Exercise directions:
Exactly as given, repeat all of the entries.

▶

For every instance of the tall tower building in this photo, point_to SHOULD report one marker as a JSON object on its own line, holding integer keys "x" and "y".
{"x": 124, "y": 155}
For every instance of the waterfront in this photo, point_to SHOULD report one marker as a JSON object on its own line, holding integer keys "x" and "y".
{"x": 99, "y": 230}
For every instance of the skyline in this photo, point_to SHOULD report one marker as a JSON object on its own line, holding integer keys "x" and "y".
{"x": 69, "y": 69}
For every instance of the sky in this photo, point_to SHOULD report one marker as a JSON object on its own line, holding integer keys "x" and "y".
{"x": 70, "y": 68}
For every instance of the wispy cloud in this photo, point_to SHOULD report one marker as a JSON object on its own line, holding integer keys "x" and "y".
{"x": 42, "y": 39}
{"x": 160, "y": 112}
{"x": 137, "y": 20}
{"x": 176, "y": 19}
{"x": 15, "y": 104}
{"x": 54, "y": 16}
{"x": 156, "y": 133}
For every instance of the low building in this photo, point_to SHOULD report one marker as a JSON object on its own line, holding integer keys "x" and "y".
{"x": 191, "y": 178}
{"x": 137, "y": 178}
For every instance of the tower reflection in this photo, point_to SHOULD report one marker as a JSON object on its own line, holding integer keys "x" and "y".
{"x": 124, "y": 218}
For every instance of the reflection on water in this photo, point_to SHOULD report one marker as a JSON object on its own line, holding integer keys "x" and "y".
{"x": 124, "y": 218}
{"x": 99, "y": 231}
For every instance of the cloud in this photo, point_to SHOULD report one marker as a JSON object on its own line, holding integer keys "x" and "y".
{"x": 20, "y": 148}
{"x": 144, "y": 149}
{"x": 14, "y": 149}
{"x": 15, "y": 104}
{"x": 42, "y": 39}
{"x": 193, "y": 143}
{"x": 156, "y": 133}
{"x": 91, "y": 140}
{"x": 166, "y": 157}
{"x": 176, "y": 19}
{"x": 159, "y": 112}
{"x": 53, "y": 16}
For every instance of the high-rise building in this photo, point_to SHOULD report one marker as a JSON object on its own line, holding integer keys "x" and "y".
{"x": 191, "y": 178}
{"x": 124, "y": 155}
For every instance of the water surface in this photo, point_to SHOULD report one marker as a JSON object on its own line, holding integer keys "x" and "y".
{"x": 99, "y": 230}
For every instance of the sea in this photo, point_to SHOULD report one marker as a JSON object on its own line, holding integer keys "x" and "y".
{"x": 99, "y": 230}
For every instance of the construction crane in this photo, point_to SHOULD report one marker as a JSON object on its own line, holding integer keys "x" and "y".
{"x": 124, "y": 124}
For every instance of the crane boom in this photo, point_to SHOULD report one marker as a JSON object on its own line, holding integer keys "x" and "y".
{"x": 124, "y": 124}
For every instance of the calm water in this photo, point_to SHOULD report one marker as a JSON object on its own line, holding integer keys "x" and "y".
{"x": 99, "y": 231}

◀

Response to this task:
For every instance of the tall tower building in this photo, point_to SHOULD report one marker as a JSON object on its own line, holding integer keys "x" and "y".
{"x": 124, "y": 155}
For every instance of the waterfront in this photo, point_to SHOULD report one marker as a JSON object on its own line, holding integer keys "x" and "y".
{"x": 99, "y": 230}
For every instance of the skyline in this photo, point_to SHOULD report one marker as a JSON object on its own line, holding integer keys "x" and "y".
{"x": 69, "y": 69}
For every instance of the sky in this photo, point_to SHOULD report one marker as a JSON object on its own line, holding integer keys "x" and "y".
{"x": 70, "y": 68}
For every instance of the wispy cloud in this photo, point_to SHOULD report one marker as a JSON object on its own line, holding integer keys "x" and "y".
{"x": 42, "y": 39}
{"x": 160, "y": 112}
{"x": 137, "y": 20}
{"x": 176, "y": 19}
{"x": 15, "y": 104}
{"x": 54, "y": 16}
{"x": 156, "y": 133}
For every instance of the low building in this photo, point_to SHOULD report one marker as a JSON object on its own line, holding integer keys "x" and "y".
{"x": 191, "y": 178}
{"x": 137, "y": 178}
For every instance of the tower reflection in this photo, point_to SHOULD report one marker as a JSON object on its own line, holding integer keys "x" and "y".
{"x": 124, "y": 218}
For every instance of the reflection on water in this photo, point_to SHOULD report one marker as a JSON object on its own line, holding integer keys "x" and "y".
{"x": 124, "y": 218}
{"x": 99, "y": 231}
For every instance of the cloud in this photo, point_to SHOULD report one marker as a JSON object on its own line, holding integer keys "x" and "y".
{"x": 20, "y": 148}
{"x": 144, "y": 149}
{"x": 14, "y": 149}
{"x": 15, "y": 104}
{"x": 42, "y": 39}
{"x": 193, "y": 143}
{"x": 156, "y": 133}
{"x": 91, "y": 140}
{"x": 166, "y": 157}
{"x": 176, "y": 19}
{"x": 159, "y": 112}
{"x": 53, "y": 16}
For every instance of the high-rise building in this photo, point_to SHOULD report one marker as a JSON object on its own line, holding integer keys "x" and "y".
{"x": 191, "y": 178}
{"x": 124, "y": 155}
For every instance of the water surface in this photo, point_to SHOULD report one marker as a JSON object on its own line, holding integer keys "x" and "y".
{"x": 99, "y": 230}
For every instance of the sea in this photo, point_to SHOULD report one marker as a JSON object on its own line, holding integer keys "x" and "y".
{"x": 99, "y": 230}
For every instance of the construction crane in this photo, point_to SHOULD report one marker as a JSON object on its own line, holding integer keys "x" and "y".
{"x": 124, "y": 124}
For every instance of the crane boom in this photo, point_to SHOULD report one marker as a JSON object on its own line, holding integer keys "x" and "y".
{"x": 124, "y": 124}
For every instance of the calm water in this photo, point_to SHOULD report one marker as a JSON object on its own line, holding integer keys "x" and "y".
{"x": 99, "y": 231}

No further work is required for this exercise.